━━━ EXTRACTED TEXT

The emergency water supply from the Chinese Jinghong hydropower station will last one month from March 15 until April 10, marking the first time China has informed downstream countries in advance of its water-discharge schedule, said Nuanla-or Wongpinitwarodom, director of the MekongRiver resources management office at the Department of Water Resources.

China had sent letters to all four member-countries of the Mekong River Commission (MRC) of its water-discharge plan to help ease the shortage of fresh water in downstream countries. The MRC consists of Thailand, Laos, Cambodia and Vietnam, while China and Myanmar are dialogue partners.

China has never before informed MRC countries of its water resource management plan, she said, adding Chinese authorities also had expressed an intention to work more closely with downstream countries to solve their problems.

“Previously, we only learned of changes in the water level when told by residents in Chiang Saen [which borders Laos and other neighbouring countries],” said Nuanla-or.

China also assigned its diplomats in those countries to inform each government of the water discharge.

According to the Thai official, China has become more transparent in managing the cross-border water resources. Previously, downstream countries were critical of the lack of Chinese cooperation and transparency in water resources management as many dams were built upstream in Chinese territories, affecting water flow downstream.

Vietnam had urged China to discharge more water downstream to help ease the shortage of water, as the country needs fresh water for agriculture. According to Xinhua, the Vietnamese have hailed China’s water discharge in Mekong River as a cooperative move, with a senior official, Pham Hong Giang, saying the distance from Jinghong Hydropower Station to Vietnam’s Mekong River Delta is very long and there are many dry areas in need of water along the way.

The Mekong River originates in China and runs through Myanmar, Laos, Thailand, Cambodia and Vietnam. Since late last year, these countries have suffered from drought due to the impact of the El Nino phenomenon.

━━━━━━
━━━ GIVEN DATA

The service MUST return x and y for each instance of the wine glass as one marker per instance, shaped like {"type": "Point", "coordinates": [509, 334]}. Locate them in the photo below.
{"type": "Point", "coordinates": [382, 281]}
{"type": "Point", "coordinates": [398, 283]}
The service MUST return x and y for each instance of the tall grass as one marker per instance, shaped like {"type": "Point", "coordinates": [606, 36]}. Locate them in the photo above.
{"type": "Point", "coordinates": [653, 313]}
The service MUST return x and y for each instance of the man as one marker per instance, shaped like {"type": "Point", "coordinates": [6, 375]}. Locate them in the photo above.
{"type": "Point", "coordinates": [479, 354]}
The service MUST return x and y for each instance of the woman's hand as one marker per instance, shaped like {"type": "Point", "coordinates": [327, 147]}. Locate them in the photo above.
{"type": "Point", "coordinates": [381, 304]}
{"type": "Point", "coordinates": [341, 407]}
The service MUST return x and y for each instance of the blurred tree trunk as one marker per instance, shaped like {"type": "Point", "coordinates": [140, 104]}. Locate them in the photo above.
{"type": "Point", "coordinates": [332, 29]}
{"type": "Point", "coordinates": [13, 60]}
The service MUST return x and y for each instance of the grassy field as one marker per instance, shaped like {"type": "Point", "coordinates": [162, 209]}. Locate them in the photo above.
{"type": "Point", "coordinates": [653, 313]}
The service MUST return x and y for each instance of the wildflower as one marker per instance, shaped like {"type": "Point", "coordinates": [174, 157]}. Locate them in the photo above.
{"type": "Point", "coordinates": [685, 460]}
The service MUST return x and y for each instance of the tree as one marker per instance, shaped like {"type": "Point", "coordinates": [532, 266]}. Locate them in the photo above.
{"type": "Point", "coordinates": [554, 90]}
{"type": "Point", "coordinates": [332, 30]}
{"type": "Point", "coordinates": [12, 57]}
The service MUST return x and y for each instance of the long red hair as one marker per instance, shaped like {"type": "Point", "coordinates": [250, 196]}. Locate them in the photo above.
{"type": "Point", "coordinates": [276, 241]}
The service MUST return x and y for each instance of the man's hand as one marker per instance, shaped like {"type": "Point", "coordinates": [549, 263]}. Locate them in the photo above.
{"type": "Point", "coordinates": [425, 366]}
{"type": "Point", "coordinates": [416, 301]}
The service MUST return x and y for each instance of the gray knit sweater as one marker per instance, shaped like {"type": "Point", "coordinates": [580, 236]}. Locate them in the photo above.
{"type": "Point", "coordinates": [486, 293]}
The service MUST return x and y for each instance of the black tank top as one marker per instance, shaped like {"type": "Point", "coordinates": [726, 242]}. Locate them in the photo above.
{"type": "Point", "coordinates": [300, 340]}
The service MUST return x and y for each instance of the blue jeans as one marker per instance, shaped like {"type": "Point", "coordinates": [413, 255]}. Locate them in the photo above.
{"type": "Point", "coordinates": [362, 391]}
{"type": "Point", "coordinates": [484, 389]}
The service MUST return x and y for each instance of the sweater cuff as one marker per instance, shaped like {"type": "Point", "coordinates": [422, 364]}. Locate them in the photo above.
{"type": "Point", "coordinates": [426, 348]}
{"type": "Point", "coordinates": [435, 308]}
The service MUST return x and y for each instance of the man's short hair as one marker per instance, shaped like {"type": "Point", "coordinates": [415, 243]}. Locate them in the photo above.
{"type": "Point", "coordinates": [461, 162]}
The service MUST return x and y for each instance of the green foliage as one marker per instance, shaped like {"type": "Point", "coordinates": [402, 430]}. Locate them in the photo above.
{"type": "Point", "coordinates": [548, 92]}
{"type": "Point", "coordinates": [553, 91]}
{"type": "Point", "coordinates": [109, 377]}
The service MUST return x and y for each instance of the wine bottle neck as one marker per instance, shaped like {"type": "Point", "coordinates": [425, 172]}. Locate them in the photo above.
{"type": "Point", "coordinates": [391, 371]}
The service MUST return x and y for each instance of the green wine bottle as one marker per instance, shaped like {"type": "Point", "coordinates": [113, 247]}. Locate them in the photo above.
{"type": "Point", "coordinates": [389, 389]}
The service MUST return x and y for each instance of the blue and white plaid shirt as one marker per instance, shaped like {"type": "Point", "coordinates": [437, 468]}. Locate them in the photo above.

━━━━━━

- [REQUIRED ACTION]
Return the passage of the Mekong water-discharge article starting with "The emergency water" and going on through "of Water Resources.", copied word for word. Rely only on the Mekong water-discharge article, not on the listing.

- [ANSWER TO THIS EXERCISE]
The emergency water supply from the Chinese Jinghong hydropower station will last one month from March 15 until April 10, marking the first time China has informed downstream countries in advance of its water-discharge schedule, said Nuanla-or Wongpinitwarodom, director of the MekongRiver resources management office at the Department of Water Resources.